### [Reading text]
══════

Doc, here are some pics of the head mechanism. This was strictly trial and error (mostly error). The hardest part was getting the lengths of the bars just right. Too long and he was looking to the heavens and wouldn't nod, too short and his chin never left the chest area. The positioning of the hinge on the front of the head could be better. A little further forward and I think I could get more movement out of it.
http://i101.photobucket.com/albums/m41/crawfordforester/Stalkaround/frame4.jpg
http://i101.photobucket.com/albums/m41/crawfordforester/Stalkaround/frame3.jpg
http://i101.photobucket.com/albums/m41/crawfordforester/Stalkaround/frame2.jpg
http://i101.photobucket.com/albums/m41/crawfordforester/Stalkaround/frame1.jpg

The pivot is a speaker mount I got at WalMart (around $5.00). I haven't tallied it up but I think the whole thing probably cost around $60.00 to make.

Thanks for all the nice comments you guys!


----------



## Lilly (Jun 13, 2006)

══════

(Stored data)

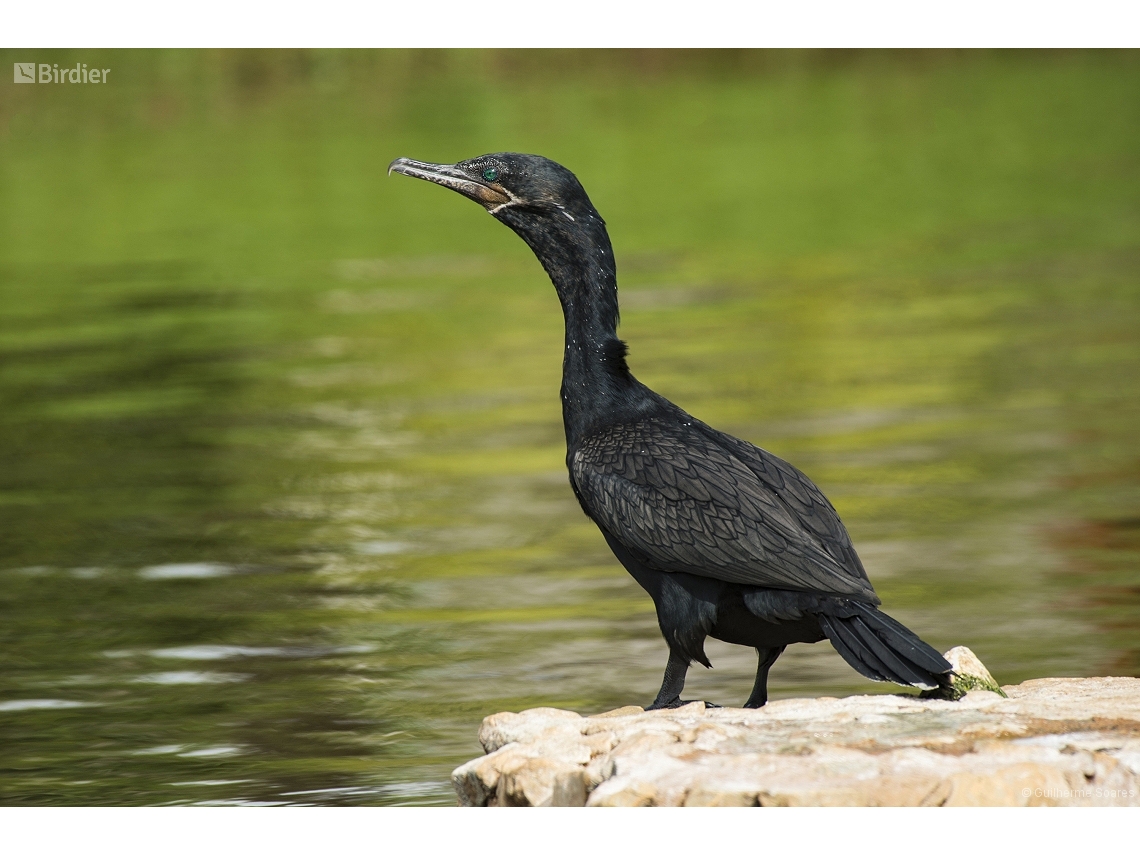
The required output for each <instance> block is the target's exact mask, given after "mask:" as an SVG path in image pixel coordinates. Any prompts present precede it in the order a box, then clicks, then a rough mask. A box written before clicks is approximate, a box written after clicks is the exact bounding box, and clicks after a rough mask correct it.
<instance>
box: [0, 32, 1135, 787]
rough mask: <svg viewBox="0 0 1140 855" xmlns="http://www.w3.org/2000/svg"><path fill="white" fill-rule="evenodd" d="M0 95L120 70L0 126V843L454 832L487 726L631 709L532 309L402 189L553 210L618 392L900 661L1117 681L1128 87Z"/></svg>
mask: <svg viewBox="0 0 1140 855" xmlns="http://www.w3.org/2000/svg"><path fill="white" fill-rule="evenodd" d="M0 52H2V54H3V57H5V63H8V62H31V60H32V59H34V60H35V62H38V63H43V62H48V63H58V64H59V65H60V66H68V65H74V64H75V63H76V62H83V63H87V64H88V65H89V66H95V67H107V68H111V70H112V72H111V75H109V78H108V83H107V84H104V86H70V84H35V86H16V84H13V83H5V84H0V203H2V204H0V301H2V302H0V306H2V307H3V308H2V311H0V578H2V585H0V614H2V618H0V642H2V644H0V718H2V720H3V724H5V725H7V726H8V727H6V730H7V732H9V733H11V734H14V735H13V738H10V739H8V738H6V740H5V741H3V744H2V746H0V803H2V804H164V803H180V801H194V803H203V801H207V803H209V801H217V803H227V804H233V803H238V804H241V803H334V804H409V803H412V804H415V803H441V804H446V803H449V801H451V796H450V788H449V785H448V783H447V774H448V772H449V769H450V768H451V767H453V766H455V765H457V764H458V763H459V762H462V760H464V759H465V758H467V757H470V756H473V755H474V754H477V752H478V751H479V748H478V744H477V742H475V740H474V732H475V728H477V726H478V722H479V719H480V717H481V716H483V715H487V714H490V712H494V711H498V710H499V709H519V708H524V707H528V706H564V707H571V708H576V709H579V710H583V711H597V710H600V709H603V708H609V707H613V706H619V705H622V703H629V702H638V701H644V700H648V699H649V698H651V697H652V694H653V692H654V691H655V687H657V683H658V678H659V673H660V668H661V667H662V666H663V661H665V645H663V643H662V642H661V641H660V638H659V636H658V633H657V628H655V621H654V618H653V614H652V605H651V603H650V602H649V600H648V597H645V596H644V595H643V594H642V593H641V592H640V589H637V588H636V586H635V585H634V584H633V583H632V581H630V580H629V579H627V578H626V575H625V572H624V571H622V570H621V569H620V567H619V565H618V564H617V562H616V561H614V560H613V559H612V556H610V555H609V553H608V551H606V549H605V546H604V544H603V543H602V540H601V537H600V536H598V535H597V532H596V530H594V529H593V527H592V523H589V521H588V520H586V519H585V518H584V516H583V515H581V514H580V512H579V511H578V508H577V505H576V504H575V502H573V499H572V497H571V495H570V491H569V488H568V486H567V483H565V474H564V469H563V461H562V458H563V455H564V448H563V446H562V442H563V437H562V426H561V422H560V410H559V404H557V397H556V390H557V385H559V372H560V355H561V350H562V340H561V335H562V329H561V317H560V315H559V311H557V302H556V300H555V299H554V295H553V292H552V290H551V288H549V285H548V283H547V282H546V280H545V277H544V275H543V274H541V270H540V268H539V267H538V264H537V262H535V260H534V259H532V257H531V255H530V253H529V250H527V247H526V246H524V245H523V244H522V243H521V242H520V241H518V239H516V238H515V237H514V236H513V235H512V234H511V233H510V231H508V230H506V229H504V228H502V226H499V225H498V223H497V222H495V221H494V220H492V219H491V218H489V217H487V215H486V214H483V213H482V212H481V211H480V210H479V209H478V207H477V206H474V205H471V204H470V203H466V202H464V201H463V200H461V198H458V197H456V196H455V195H454V194H448V193H445V192H443V190H442V189H439V188H434V187H427V186H424V185H422V184H420V182H415V181H408V180H405V179H401V178H398V177H393V178H391V179H389V178H386V176H385V170H386V165H388V163H389V162H390V161H391V160H392V158H393V157H396V156H410V157H416V158H420V160H429V161H447V162H454V161H457V160H462V158H465V157H471V156H474V155H477V154H481V153H484V152H492V150H523V152H535V153H540V154H544V155H546V156H549V157H553V158H554V160H557V161H560V162H562V163H564V164H565V165H568V166H569V168H570V169H572V170H573V171H575V172H576V173H577V174H578V176H579V178H580V179H581V180H583V182H584V185H585V186H586V188H587V189H588V192H589V194H591V196H592V198H593V201H594V202H595V204H596V205H597V207H598V210H600V211H601V212H602V214H603V215H604V217H605V218H606V221H608V225H609V227H610V231H611V237H612V238H613V244H614V249H616V252H617V255H618V263H619V278H620V284H621V300H622V318H624V326H622V335H624V337H626V339H627V340H628V342H629V344H630V348H632V355H630V365H632V366H633V368H634V372H635V373H636V374H637V376H638V377H640V378H641V380H643V381H644V382H646V383H648V384H649V385H651V386H652V388H654V389H657V390H658V391H660V392H662V393H663V394H666V396H668V397H670V398H671V399H674V400H675V401H677V402H678V404H679V405H681V406H683V407H685V408H686V409H689V410H690V412H692V413H693V414H694V415H697V416H698V417H700V418H702V420H705V421H707V422H709V423H711V424H714V425H715V426H717V427H722V429H725V430H728V431H731V432H733V433H736V434H738V435H742V437H744V438H747V439H749V440H751V441H754V442H757V443H758V445H763V446H765V447H766V448H769V449H771V450H773V451H775V453H777V454H780V455H782V456H785V457H788V458H789V459H791V461H792V462H793V463H796V464H797V465H798V466H800V467H801V469H804V470H806V471H807V472H808V474H809V475H812V477H813V479H815V480H816V481H817V482H819V483H820V484H821V487H823V488H824V490H825V491H827V492H828V495H829V496H830V497H831V498H832V500H833V502H834V504H836V505H837V507H838V508H839V511H840V513H841V515H842V516H844V519H845V521H846V522H847V523H848V527H849V529H850V530H852V534H853V537H854V539H855V543H856V546H857V547H858V548H860V552H861V554H862V555H863V557H864V562H865V563H866V565H868V569H869V571H870V573H871V577H872V580H873V581H874V583H876V586H877V588H878V589H879V592H880V594H881V595H882V597H884V600H885V602H886V605H887V608H888V610H889V611H891V613H894V614H896V616H897V617H899V618H901V619H903V620H904V621H905V622H907V624H909V625H910V626H912V627H913V628H914V629H915V630H918V632H919V633H920V634H921V635H923V637H927V638H928V640H929V641H930V642H931V643H934V644H936V645H941V646H943V648H948V646H951V645H953V644H967V645H969V646H971V648H972V649H974V650H975V651H977V652H978V653H979V655H980V657H982V658H983V659H984V660H985V661H986V663H987V665H988V666H990V668H991V670H993V671H994V674H995V675H998V677H999V679H1000V681H1002V682H1018V681H1021V679H1026V678H1029V677H1037V676H1057V675H1067V674H1073V675H1076V674H1107V673H1112V674H1130V675H1140V636H1138V634H1137V629H1135V627H1137V626H1138V622H1140V621H1138V617H1140V595H1138V593H1137V592H1138V591H1140V587H1138V583H1137V578H1138V577H1137V572H1138V571H1137V561H1138V557H1140V543H1138V541H1137V538H1135V537H1134V535H1135V531H1137V530H1138V522H1137V521H1138V520H1140V456H1138V453H1137V429H1135V425H1137V424H1138V423H1140V406H1138V405H1140V394H1138V389H1140V382H1138V381H1140V98H1138V95H1140V55H1138V54H1137V52H1134V51H1098V52H1067V51H1050V52H1034V51H1010V52H979V51H961V52H941V51H915V52H906V51H903V52H899V51H886V52H877V51H49V50H40V51H0ZM5 67H7V66H5ZM170 565H176V569H171V568H170ZM187 565H188V567H189V568H190V569H187ZM177 567H181V568H182V569H180V570H179V569H177ZM148 568H149V569H148ZM155 568H158V569H157V570H155ZM163 568H165V569H163ZM801 646H804V645H801ZM709 650H710V655H711V658H712V660H714V662H715V663H716V665H717V666H718V668H717V670H716V671H712V673H709V674H700V675H698V674H694V675H693V677H692V681H691V682H692V685H693V693H694V697H706V698H708V699H709V700H714V701H718V702H722V703H740V702H741V700H742V699H743V698H744V697H746V694H747V691H748V689H749V686H750V678H751V677H750V675H751V669H752V662H751V660H750V655H749V652H748V651H741V650H736V649H731V648H728V646H727V645H720V646H716V645H712V644H710V648H709ZM722 663H723V666H724V667H720V666H722ZM772 690H773V695H774V697H789V695H804V694H819V693H827V694H836V693H839V692H845V693H849V692H862V691H876V690H878V691H893V690H891V689H890V687H887V686H874V685H872V684H868V683H865V682H863V681H861V679H860V678H858V676H857V675H855V674H854V673H853V671H850V670H849V669H848V668H846V666H844V665H842V662H841V661H840V660H838V658H837V657H834V655H833V654H832V652H831V651H830V650H829V649H827V648H824V646H821V645H816V646H814V648H806V646H805V648H804V649H803V650H798V651H790V652H789V653H788V654H785V657H784V658H782V659H781V661H780V663H779V665H777V666H776V668H775V669H774V671H773V678H772ZM28 701H52V702H54V705H55V706H52V705H50V703H49V705H44V703H40V705H39V706H35V705H31V706H28ZM5 705H7V706H5ZM60 705H63V706H60ZM67 705H87V706H67Z"/></svg>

══════

### [Task list]
(1) In the forum thread about the head mechanism, what is the pivot?
(2) Carry the forum thread about the head mechanism on from the point where it stops.
The items are separate from the forum thread about the head mechanism.

### [Results in order]
(1) The pivot is a speaker mount bought at WalMart for around $5.00.

(2)
good work lewlew


----------



## Eric Striffler (May 6, 2006)

Haha you hit your head on the ceiling fan.
That is classic.


Looks soooo awesome though!
I love ittttttttttttt.


----------



## dacostasr (Oct 22, 2006)

Awesome!! Love how the head can look left/right and look down...spooky.


Dennis


----------



## lewlew (Mar 15, 2006)

Went to a costume party last weekend and took second. (Store bought werewolf guy took first.) Still scored me a case of beer! It was such fun to see the look on everyone's face when I came in the door. (No small feat.)

There is the annual Halloween parade coming up this weekend. Should be a really interesting walk! Hopefully, I can scare the crap out of some people in the daylight.

Also, I expected the costume to get heavy but it wasn't too bad. Of course that could have been the alcohol. Ever see a 9-foot guy stagger? Whoa!!


----------



## oct31man (Sep 19, 2006)

Man I would run from that! You won't have any little ones come near you that's for sure! Great work!


----------



## Hellspawn (Oct 13, 2006)

I hate you.  



I either need to stop reading these forums or lock myself up untill Halloween is over.

Im going to seriously try and put one of these together before THIS WEEKEND. :googly: ill need to stay with a very simple costume or it wont get done

Thanks alot, your amazing work has just inspired another, im glad my wife is such a good sport with this halloween stuff.

Ill post some pictures if im still standing upright after this.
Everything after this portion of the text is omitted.